The Intel Arc A380 has to be one of the worst graphics card launches in history — not the hardware itself, necessarily, but the retail launch of the hardware. By all indications, Intel knew the drivers were broken when the hardware was ready for release earlier this year. Rather than taking sufficient time to fix the drivers before the retail launch, and with the clock ticking as new AMD and Nvidia GPUs are on the horizon, Intel decided to ship its Arc GPUs first in China — likely not the sort of approach a company would take if the product were worthy of making our list of the best graphics cards.
Several months later, after plenty of negative publicity courtesy of GPUs that made their way to other shores, and with numerous driver updates come and gone, Arc A380 has officially launched in the US with a starting price of $139. The single offering on Newegg sold out and is currently back ordered, but that's likely more to do with limited supplies than high demand. Still, the A380's not all bad, and we're happy to see Team Blue rejoin the dedicated GPU market for the first time in over 24 years. (And no, I don't really count the Intel DG1 from last year, since it only worked on specific motherboards.)
How does the Arc A380 stack up to competing AMD and Nvidia GPUs, and what's all the hype about AV1 hardware encoding acceleration? You can see where it lands in our GPU benchmarks hierarchy, which if you want a spoiler is… not good. But let's get to the details.

+===+

_Written exercise a_: From the listing below, pick out each line that contains the string "front", treating case as significant.

+===+

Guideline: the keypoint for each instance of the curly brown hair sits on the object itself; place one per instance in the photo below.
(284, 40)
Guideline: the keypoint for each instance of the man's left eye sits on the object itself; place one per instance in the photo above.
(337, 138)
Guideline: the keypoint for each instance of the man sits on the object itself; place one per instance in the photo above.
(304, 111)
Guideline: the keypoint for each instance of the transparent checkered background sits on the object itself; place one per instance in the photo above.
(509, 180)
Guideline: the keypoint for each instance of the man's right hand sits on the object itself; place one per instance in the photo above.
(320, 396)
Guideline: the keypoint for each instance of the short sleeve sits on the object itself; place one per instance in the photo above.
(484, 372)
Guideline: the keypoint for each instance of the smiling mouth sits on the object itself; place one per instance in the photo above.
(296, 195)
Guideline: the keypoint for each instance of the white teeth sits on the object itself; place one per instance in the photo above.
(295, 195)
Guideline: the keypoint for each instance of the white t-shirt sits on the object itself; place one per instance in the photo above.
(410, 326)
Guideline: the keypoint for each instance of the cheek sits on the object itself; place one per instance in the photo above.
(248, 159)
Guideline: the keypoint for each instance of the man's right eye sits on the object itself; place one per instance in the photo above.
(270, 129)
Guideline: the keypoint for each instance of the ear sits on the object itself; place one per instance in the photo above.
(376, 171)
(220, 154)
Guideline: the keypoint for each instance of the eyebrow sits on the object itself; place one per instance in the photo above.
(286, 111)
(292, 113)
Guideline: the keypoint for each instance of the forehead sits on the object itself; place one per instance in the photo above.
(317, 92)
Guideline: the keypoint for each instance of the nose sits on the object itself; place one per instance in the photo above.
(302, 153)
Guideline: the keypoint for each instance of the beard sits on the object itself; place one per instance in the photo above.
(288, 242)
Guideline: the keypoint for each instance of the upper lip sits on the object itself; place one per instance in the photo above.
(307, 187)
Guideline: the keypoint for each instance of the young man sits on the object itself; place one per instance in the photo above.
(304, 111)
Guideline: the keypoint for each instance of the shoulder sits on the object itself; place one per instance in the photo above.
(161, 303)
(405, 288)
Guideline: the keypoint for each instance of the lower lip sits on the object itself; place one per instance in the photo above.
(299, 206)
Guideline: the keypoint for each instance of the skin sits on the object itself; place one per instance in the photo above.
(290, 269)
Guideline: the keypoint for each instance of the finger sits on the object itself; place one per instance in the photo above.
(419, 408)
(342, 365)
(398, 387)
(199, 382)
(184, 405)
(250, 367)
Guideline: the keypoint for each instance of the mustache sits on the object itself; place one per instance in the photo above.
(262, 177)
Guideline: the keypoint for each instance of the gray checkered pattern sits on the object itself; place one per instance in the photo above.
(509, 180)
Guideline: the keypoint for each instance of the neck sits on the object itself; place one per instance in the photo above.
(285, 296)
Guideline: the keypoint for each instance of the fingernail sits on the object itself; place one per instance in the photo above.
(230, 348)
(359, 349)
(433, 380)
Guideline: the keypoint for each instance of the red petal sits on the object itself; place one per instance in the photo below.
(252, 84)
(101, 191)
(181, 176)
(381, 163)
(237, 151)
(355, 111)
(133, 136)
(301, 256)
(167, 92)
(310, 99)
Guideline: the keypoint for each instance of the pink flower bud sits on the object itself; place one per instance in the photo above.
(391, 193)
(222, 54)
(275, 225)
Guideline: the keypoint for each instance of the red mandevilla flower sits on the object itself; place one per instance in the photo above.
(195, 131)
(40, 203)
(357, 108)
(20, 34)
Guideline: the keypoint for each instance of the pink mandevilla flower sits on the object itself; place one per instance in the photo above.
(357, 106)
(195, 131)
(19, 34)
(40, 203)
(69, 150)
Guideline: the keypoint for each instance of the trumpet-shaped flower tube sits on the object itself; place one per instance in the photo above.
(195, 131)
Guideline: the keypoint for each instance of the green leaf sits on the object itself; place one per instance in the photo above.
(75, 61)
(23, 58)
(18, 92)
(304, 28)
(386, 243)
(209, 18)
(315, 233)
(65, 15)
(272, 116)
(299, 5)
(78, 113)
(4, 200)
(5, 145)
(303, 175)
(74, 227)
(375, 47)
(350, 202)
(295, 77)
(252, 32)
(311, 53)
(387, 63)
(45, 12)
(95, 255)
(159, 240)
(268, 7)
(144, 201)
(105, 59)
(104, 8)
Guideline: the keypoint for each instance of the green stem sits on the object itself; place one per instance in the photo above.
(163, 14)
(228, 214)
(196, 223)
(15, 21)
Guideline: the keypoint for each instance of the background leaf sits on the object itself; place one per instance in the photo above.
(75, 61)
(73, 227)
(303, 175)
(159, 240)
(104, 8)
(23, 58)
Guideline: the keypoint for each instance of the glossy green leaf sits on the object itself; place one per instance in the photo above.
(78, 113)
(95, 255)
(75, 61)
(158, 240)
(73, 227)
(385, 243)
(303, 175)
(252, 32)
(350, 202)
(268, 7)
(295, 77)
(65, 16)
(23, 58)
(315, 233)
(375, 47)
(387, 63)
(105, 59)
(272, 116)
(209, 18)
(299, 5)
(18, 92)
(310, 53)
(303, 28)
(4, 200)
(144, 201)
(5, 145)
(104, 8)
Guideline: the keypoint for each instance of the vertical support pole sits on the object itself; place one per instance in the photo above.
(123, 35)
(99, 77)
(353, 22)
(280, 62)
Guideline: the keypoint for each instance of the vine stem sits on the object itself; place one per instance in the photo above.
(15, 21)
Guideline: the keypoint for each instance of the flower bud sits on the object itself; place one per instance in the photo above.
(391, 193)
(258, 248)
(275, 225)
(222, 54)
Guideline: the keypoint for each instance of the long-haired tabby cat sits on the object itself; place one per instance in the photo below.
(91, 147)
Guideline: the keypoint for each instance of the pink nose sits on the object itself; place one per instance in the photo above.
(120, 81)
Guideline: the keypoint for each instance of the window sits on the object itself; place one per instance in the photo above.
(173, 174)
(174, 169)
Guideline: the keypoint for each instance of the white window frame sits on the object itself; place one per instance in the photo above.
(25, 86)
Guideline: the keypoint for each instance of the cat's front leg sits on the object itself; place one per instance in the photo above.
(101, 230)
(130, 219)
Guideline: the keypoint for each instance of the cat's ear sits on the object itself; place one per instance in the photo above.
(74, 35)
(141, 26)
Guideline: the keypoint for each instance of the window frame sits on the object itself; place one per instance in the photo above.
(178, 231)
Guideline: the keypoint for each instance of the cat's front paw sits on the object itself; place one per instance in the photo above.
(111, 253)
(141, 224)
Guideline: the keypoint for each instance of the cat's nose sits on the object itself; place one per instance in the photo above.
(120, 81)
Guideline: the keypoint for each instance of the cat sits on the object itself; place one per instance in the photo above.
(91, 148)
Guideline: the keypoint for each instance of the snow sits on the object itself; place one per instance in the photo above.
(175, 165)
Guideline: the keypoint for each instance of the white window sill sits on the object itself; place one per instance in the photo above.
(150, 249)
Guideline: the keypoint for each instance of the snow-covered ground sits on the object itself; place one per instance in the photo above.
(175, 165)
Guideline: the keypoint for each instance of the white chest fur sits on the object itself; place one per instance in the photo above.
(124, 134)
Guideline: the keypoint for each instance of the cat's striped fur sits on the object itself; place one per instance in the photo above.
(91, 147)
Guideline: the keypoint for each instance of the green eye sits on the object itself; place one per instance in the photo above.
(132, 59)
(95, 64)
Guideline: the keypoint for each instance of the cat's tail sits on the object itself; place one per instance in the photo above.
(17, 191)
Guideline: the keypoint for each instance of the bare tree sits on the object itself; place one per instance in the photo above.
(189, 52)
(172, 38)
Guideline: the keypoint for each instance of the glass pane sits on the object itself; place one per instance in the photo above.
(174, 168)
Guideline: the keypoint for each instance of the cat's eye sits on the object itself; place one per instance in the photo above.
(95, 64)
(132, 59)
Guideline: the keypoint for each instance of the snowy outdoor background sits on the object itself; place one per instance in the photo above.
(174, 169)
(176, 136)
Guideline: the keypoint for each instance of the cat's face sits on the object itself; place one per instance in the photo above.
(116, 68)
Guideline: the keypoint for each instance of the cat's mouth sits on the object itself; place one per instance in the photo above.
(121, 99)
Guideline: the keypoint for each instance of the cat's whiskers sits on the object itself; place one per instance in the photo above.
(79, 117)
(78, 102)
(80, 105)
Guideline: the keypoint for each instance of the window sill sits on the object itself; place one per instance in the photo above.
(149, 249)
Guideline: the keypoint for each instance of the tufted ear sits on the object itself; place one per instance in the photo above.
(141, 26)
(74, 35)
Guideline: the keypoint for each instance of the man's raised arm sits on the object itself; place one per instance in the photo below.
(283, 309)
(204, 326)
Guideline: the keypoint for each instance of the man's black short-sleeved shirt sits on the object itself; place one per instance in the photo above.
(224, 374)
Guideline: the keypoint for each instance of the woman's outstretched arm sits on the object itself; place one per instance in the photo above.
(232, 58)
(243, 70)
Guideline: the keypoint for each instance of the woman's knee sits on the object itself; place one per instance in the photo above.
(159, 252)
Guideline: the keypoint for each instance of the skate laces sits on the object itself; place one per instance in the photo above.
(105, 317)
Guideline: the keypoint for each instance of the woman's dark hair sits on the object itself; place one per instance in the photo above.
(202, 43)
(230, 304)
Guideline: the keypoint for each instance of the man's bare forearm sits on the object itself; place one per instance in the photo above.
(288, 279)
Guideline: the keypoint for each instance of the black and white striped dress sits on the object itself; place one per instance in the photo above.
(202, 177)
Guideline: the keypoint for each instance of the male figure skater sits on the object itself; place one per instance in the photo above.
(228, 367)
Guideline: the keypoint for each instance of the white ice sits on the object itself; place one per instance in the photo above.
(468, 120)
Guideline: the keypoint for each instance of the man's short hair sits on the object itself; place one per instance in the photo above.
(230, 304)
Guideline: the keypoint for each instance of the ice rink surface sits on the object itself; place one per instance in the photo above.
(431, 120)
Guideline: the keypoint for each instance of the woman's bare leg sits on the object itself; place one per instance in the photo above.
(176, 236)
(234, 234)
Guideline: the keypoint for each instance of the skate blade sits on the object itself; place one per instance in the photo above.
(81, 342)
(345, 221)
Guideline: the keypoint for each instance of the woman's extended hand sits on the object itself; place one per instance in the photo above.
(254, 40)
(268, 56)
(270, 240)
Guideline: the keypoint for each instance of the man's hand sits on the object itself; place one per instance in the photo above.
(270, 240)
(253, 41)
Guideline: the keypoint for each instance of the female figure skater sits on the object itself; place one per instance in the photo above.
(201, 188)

+===+

_Written exercise b_: Continue the Arc A380 review from the point where it stops.

_Answer a_:
Guideline: the keypoint for each instance of the cat's front leg sits on the object itself; place one per instance in the photo above.
Guideline: the keypoint for each instance of the cat's front paw sits on the object itself; place one per instance in the photo above.

_Answer b_:
Arc Alchemist Architecture Recap
We've provided extensive coverage on Intel's Arc Alchemist architecture, dating back to about one year ago. At the time we first wrote that piece, we were anticipating a late 2021 or early 2022 launch. That morphed into a planned March 2022 launch, then eventually a mid-2022 release — and it's not even a full release, at least not yet. Arc A380 is merely the first salvo, at the very bottom of the price and performance ladder. We've seen plenty of hints of the faster Arc A750, which appears to be close to RTX 3060 performance based on Intel's own benchmarks, and that should launch within the next month or so. What about the faster still Arc A770 or mid-tier Arc A580 and other products? Only time will tell.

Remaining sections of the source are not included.